Select every line in the material below that contains the string "frame"; treat uppercase and lowercase as different.

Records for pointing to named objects
--- --- ---
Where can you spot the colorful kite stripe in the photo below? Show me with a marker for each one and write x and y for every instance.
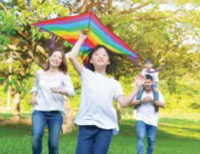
(68, 29)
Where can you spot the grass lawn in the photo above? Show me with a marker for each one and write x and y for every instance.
(175, 136)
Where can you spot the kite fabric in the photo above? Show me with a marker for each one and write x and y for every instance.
(98, 34)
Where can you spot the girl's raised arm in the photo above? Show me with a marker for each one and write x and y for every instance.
(73, 54)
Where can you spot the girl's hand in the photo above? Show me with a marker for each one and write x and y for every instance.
(139, 81)
(33, 100)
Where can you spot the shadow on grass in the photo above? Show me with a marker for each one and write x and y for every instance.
(124, 143)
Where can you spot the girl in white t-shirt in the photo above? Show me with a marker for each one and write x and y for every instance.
(97, 118)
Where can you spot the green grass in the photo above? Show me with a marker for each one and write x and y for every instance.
(175, 136)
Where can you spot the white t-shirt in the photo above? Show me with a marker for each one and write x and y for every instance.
(146, 112)
(46, 99)
(153, 74)
(96, 106)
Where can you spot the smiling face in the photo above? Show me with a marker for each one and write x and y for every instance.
(100, 58)
(55, 59)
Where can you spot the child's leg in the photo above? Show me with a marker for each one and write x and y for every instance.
(86, 139)
(54, 122)
(38, 124)
(102, 141)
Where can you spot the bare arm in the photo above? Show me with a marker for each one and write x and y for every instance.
(160, 104)
(73, 54)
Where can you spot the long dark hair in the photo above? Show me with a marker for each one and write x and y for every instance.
(110, 55)
(63, 65)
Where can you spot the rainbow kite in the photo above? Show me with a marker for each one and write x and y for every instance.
(68, 28)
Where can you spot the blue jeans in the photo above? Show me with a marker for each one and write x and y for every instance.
(54, 121)
(93, 140)
(143, 130)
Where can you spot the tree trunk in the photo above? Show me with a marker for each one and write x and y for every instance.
(68, 123)
(16, 109)
(118, 112)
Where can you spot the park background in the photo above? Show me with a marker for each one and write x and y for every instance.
(165, 30)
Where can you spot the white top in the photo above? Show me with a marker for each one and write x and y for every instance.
(154, 74)
(146, 112)
(46, 99)
(96, 106)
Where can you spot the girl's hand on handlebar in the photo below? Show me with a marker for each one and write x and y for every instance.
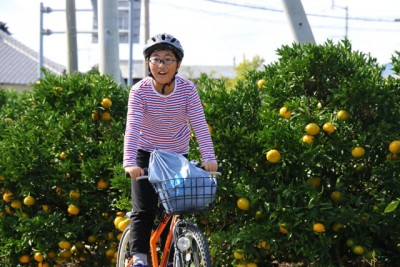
(210, 166)
(134, 171)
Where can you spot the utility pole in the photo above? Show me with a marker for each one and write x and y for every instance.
(146, 32)
(298, 21)
(71, 36)
(109, 39)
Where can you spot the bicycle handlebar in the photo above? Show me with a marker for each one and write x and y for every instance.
(145, 176)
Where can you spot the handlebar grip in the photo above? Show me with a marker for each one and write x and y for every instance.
(145, 170)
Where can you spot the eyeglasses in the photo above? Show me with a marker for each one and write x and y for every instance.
(158, 61)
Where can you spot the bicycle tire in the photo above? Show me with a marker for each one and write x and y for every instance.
(198, 254)
(123, 248)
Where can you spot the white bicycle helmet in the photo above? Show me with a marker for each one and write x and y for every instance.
(163, 41)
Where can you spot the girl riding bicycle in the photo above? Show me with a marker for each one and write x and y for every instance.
(162, 108)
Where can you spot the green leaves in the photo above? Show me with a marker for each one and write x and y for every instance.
(314, 82)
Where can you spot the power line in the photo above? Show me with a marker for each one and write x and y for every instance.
(308, 14)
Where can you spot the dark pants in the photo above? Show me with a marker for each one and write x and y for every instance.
(144, 209)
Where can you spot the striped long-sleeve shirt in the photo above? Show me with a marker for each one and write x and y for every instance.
(156, 121)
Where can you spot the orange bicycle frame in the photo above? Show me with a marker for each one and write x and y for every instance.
(155, 236)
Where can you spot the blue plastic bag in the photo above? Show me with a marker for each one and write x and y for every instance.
(182, 186)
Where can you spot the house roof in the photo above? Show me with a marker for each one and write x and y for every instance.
(19, 64)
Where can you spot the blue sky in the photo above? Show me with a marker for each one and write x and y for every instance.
(217, 32)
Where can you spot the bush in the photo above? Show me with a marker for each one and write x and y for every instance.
(313, 203)
(293, 215)
(59, 146)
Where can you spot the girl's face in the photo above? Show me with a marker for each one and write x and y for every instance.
(163, 65)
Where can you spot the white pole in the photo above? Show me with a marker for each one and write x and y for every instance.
(298, 21)
(109, 39)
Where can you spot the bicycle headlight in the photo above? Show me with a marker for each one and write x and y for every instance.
(183, 243)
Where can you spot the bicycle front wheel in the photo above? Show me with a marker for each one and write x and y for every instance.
(191, 246)
(123, 248)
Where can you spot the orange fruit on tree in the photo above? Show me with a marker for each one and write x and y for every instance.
(314, 181)
(105, 116)
(318, 228)
(74, 194)
(285, 113)
(63, 155)
(51, 254)
(45, 208)
(261, 83)
(273, 156)
(308, 139)
(394, 147)
(95, 116)
(336, 197)
(123, 224)
(350, 242)
(238, 254)
(358, 152)
(73, 210)
(328, 127)
(343, 115)
(391, 156)
(243, 203)
(38, 256)
(359, 250)
(106, 103)
(102, 184)
(16, 204)
(117, 220)
(8, 196)
(66, 253)
(92, 239)
(110, 253)
(64, 244)
(312, 128)
(282, 229)
(24, 259)
(29, 200)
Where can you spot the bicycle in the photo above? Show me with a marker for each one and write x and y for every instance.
(188, 242)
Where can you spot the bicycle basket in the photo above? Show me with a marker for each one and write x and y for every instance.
(181, 195)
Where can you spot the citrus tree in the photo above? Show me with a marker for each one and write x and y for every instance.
(310, 149)
(60, 144)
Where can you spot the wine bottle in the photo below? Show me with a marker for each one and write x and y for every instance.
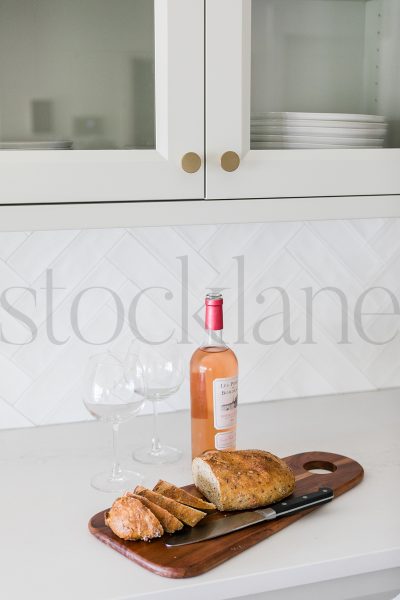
(213, 386)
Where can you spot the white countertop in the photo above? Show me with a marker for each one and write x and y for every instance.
(46, 550)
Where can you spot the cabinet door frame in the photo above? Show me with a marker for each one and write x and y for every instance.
(67, 176)
(271, 173)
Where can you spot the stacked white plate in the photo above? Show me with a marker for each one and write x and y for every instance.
(57, 145)
(290, 130)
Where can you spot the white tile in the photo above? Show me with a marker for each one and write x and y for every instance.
(198, 235)
(319, 260)
(148, 273)
(10, 418)
(387, 242)
(381, 369)
(368, 228)
(229, 242)
(70, 409)
(10, 241)
(66, 373)
(305, 380)
(166, 245)
(349, 246)
(13, 381)
(70, 267)
(39, 251)
(36, 357)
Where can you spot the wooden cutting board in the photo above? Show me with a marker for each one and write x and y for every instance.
(195, 559)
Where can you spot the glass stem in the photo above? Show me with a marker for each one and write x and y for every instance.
(116, 469)
(155, 440)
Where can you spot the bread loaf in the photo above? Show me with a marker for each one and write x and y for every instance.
(242, 479)
(129, 519)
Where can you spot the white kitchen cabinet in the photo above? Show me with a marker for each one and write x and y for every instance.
(156, 98)
(307, 56)
(112, 93)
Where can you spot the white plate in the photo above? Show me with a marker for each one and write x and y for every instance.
(295, 146)
(60, 145)
(303, 139)
(319, 116)
(344, 132)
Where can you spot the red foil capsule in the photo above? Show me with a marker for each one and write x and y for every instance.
(214, 318)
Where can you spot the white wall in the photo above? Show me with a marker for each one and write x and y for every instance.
(40, 381)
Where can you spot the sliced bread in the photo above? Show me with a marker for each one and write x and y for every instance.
(172, 491)
(242, 479)
(167, 520)
(186, 514)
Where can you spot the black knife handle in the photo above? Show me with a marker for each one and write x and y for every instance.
(296, 503)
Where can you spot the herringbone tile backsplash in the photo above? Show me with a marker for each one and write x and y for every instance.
(286, 346)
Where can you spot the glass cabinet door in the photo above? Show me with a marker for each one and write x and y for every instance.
(97, 102)
(311, 103)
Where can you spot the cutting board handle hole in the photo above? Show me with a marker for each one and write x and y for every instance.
(320, 467)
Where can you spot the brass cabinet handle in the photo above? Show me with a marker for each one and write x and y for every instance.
(191, 162)
(230, 161)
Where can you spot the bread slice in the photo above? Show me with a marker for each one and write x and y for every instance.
(167, 520)
(130, 519)
(189, 516)
(172, 491)
(242, 479)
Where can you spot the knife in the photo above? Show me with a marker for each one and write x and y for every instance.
(230, 523)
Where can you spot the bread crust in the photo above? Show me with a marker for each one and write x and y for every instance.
(168, 521)
(130, 519)
(169, 490)
(189, 516)
(242, 479)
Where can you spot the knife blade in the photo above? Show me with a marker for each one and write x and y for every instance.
(228, 524)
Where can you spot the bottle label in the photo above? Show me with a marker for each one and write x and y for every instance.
(225, 392)
(225, 440)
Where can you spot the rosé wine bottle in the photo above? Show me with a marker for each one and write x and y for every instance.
(213, 386)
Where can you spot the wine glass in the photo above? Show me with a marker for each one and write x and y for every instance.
(163, 376)
(111, 393)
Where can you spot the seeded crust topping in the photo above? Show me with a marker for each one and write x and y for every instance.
(242, 479)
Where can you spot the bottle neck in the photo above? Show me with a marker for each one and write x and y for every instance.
(214, 338)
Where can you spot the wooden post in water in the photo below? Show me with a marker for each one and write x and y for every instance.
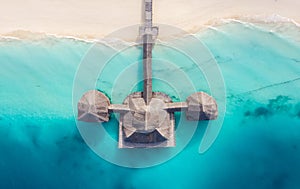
(148, 33)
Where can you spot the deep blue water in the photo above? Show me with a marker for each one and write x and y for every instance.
(258, 146)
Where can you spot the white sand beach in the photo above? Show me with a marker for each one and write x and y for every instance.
(97, 18)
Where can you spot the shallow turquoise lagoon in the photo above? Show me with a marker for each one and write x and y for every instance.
(257, 147)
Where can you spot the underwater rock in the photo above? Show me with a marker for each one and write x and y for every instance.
(280, 104)
(261, 111)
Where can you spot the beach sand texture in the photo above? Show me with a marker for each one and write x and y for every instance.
(97, 18)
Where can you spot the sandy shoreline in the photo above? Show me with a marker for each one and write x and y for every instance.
(96, 18)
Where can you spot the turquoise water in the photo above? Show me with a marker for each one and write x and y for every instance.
(258, 146)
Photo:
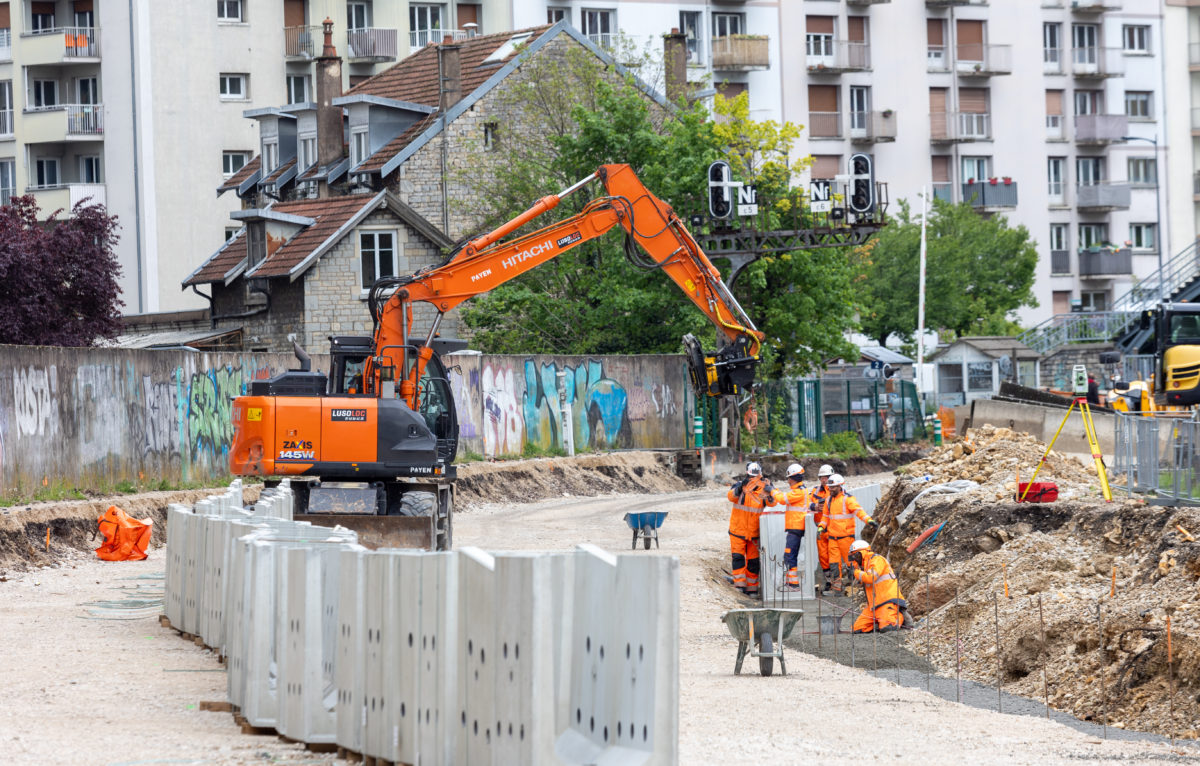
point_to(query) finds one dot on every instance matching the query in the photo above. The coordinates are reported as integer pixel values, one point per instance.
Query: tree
(593, 299)
(58, 277)
(978, 271)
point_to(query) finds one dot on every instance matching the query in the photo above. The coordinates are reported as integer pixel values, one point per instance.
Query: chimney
(675, 61)
(450, 73)
(330, 133)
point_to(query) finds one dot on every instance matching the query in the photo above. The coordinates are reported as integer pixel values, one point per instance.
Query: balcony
(1104, 262)
(1097, 63)
(948, 127)
(1101, 129)
(873, 127)
(66, 45)
(1102, 197)
(300, 42)
(981, 60)
(71, 121)
(829, 57)
(991, 195)
(825, 124)
(1060, 263)
(741, 53)
(371, 45)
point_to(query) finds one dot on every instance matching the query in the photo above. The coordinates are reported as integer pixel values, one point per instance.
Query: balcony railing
(1103, 196)
(873, 126)
(825, 124)
(421, 37)
(983, 60)
(990, 195)
(741, 53)
(1060, 262)
(378, 45)
(300, 42)
(838, 55)
(955, 126)
(1096, 61)
(1104, 262)
(85, 119)
(1101, 129)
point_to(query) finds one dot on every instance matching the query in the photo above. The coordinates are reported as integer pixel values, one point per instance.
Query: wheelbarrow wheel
(766, 664)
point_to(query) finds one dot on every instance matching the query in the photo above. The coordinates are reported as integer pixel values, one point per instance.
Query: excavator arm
(489, 261)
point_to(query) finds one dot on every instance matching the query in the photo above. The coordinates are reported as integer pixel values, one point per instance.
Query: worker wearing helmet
(749, 496)
(838, 514)
(795, 501)
(885, 603)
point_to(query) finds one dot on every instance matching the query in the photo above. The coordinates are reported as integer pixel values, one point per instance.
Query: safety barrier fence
(407, 656)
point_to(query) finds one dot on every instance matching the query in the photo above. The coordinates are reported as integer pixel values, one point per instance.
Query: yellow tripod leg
(1049, 447)
(1095, 443)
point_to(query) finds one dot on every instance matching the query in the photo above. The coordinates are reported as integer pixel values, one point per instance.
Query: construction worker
(795, 502)
(885, 605)
(838, 514)
(749, 496)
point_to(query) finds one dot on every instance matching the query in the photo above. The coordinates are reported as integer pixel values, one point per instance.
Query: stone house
(402, 145)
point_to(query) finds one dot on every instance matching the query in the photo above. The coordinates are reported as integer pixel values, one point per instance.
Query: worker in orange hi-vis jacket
(838, 514)
(749, 496)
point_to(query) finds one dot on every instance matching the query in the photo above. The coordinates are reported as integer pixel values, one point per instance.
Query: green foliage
(978, 271)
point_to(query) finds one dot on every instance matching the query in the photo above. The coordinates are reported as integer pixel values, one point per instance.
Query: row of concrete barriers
(406, 656)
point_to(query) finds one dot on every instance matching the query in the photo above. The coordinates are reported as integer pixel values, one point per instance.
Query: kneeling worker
(885, 603)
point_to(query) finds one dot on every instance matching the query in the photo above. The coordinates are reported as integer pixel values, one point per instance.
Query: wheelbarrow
(767, 628)
(646, 525)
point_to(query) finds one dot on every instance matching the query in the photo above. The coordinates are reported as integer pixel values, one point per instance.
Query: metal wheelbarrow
(767, 628)
(646, 525)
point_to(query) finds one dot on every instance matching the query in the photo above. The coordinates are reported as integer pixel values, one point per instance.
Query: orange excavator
(371, 446)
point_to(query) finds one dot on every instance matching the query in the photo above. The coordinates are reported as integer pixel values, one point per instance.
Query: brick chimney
(330, 135)
(675, 61)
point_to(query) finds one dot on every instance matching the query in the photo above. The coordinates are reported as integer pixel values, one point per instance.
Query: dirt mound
(525, 480)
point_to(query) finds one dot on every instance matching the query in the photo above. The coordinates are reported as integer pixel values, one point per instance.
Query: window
(89, 169)
(233, 87)
(7, 180)
(979, 376)
(378, 255)
(229, 10)
(298, 88)
(46, 94)
(1056, 171)
(46, 173)
(1138, 105)
(1135, 39)
(725, 24)
(233, 161)
(1143, 171)
(599, 25)
(1141, 237)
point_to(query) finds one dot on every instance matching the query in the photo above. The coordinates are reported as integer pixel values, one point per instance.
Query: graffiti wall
(615, 402)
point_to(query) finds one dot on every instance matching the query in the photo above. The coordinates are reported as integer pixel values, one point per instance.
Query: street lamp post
(1158, 213)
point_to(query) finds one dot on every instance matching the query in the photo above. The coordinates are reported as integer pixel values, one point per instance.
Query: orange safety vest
(838, 514)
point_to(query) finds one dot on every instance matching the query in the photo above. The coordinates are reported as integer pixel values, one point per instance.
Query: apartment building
(139, 106)
(732, 47)
(1020, 107)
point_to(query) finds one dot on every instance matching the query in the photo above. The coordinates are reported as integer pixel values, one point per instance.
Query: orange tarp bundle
(125, 538)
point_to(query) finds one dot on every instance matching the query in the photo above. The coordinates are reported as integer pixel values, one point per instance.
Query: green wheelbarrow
(762, 628)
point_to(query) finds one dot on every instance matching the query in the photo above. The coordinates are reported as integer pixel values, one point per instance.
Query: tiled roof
(223, 261)
(240, 177)
(331, 214)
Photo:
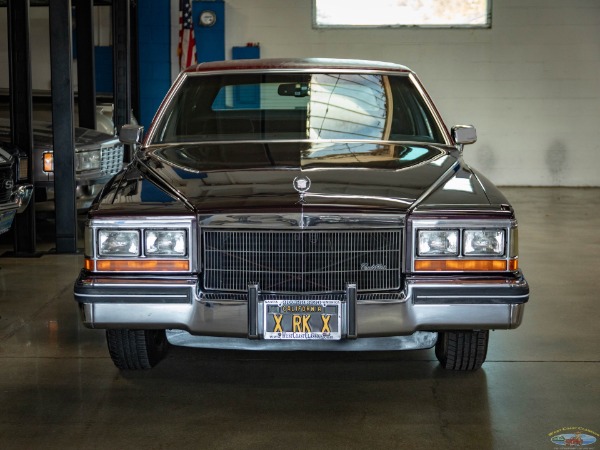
--- --- ---
» EXERCISE SOLUTION
Where can you spot the orange bicycle frame in the photo above? Show me with a marker for each one and write x and y for every instance.
Where can you spot the cabinet door frame in the photo above? Show me with a marker for each one and write x and y for every instance.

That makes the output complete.